--- Extracted information ---
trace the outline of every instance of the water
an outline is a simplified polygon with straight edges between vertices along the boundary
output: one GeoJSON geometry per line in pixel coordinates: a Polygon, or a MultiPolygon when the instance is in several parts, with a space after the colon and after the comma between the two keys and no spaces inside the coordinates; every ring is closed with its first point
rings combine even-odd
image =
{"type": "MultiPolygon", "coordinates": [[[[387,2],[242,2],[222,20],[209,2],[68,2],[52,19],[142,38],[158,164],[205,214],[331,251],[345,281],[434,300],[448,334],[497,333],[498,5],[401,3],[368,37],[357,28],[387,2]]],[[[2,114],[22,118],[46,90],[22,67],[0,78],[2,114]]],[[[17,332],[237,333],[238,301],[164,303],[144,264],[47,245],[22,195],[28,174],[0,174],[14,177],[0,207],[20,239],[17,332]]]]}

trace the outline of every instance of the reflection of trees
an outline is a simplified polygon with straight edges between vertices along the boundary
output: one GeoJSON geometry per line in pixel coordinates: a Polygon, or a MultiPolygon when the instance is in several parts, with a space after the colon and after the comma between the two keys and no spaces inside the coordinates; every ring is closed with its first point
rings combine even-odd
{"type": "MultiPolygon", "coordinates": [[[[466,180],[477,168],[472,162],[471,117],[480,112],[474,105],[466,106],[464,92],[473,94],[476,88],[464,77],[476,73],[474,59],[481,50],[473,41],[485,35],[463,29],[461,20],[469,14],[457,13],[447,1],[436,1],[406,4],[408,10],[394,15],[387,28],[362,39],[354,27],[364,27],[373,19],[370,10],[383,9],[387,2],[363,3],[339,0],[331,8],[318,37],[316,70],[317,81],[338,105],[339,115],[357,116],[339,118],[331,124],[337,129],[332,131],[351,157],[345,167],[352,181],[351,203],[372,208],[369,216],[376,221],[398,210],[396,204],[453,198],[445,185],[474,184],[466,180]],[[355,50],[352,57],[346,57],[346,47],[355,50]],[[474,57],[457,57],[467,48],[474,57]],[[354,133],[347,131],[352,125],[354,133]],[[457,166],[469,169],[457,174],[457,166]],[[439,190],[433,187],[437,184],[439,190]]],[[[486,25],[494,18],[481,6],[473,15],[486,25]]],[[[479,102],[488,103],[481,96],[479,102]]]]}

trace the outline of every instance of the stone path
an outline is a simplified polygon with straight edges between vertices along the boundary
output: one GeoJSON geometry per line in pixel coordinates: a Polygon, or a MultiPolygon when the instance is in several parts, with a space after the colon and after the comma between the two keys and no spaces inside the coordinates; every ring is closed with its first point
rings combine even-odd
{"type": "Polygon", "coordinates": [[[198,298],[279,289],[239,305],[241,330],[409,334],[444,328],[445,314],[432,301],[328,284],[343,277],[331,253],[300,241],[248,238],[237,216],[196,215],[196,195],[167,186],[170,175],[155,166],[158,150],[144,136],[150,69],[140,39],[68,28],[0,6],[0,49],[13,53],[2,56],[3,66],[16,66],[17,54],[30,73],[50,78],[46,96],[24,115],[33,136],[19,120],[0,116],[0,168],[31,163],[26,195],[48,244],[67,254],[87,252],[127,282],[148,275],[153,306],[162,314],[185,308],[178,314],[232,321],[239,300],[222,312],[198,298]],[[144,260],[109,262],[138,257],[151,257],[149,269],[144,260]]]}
---
Can you give the listing again from the line holding "trace the outline of every instance of the stone" through the end of the listing, inclusive, with "straight edges" swapped for "straight segments" and everything else unchanged?

trace the outline of every instance of the stone path
an outline is a simplified polygon with straight segments between vertices along the boundary
output: one GeoJSON geometry per line in pixel coordinates: a Polygon, or a MultiPolygon when the instance is in several parts, with a space after the colon and after the comma between the two keys and no spaces inside the coordinates; every ring is closed with its first point
rings combine even-odd
{"type": "Polygon", "coordinates": [[[198,298],[279,289],[239,305],[241,330],[409,334],[444,328],[445,314],[432,301],[328,284],[343,277],[331,253],[300,241],[248,238],[237,216],[196,215],[196,195],[167,186],[170,175],[155,166],[158,150],[144,136],[150,69],[140,39],[68,28],[0,6],[0,49],[13,53],[2,56],[3,66],[16,66],[17,54],[30,73],[50,78],[46,96],[24,115],[33,136],[19,120],[0,116],[0,168],[31,163],[26,195],[48,244],[67,254],[87,252],[127,282],[148,275],[153,306],[162,314],[185,308],[178,314],[232,321],[239,300],[222,312],[198,298]],[[144,260],[109,262],[138,257],[151,257],[149,269],[144,260]]]}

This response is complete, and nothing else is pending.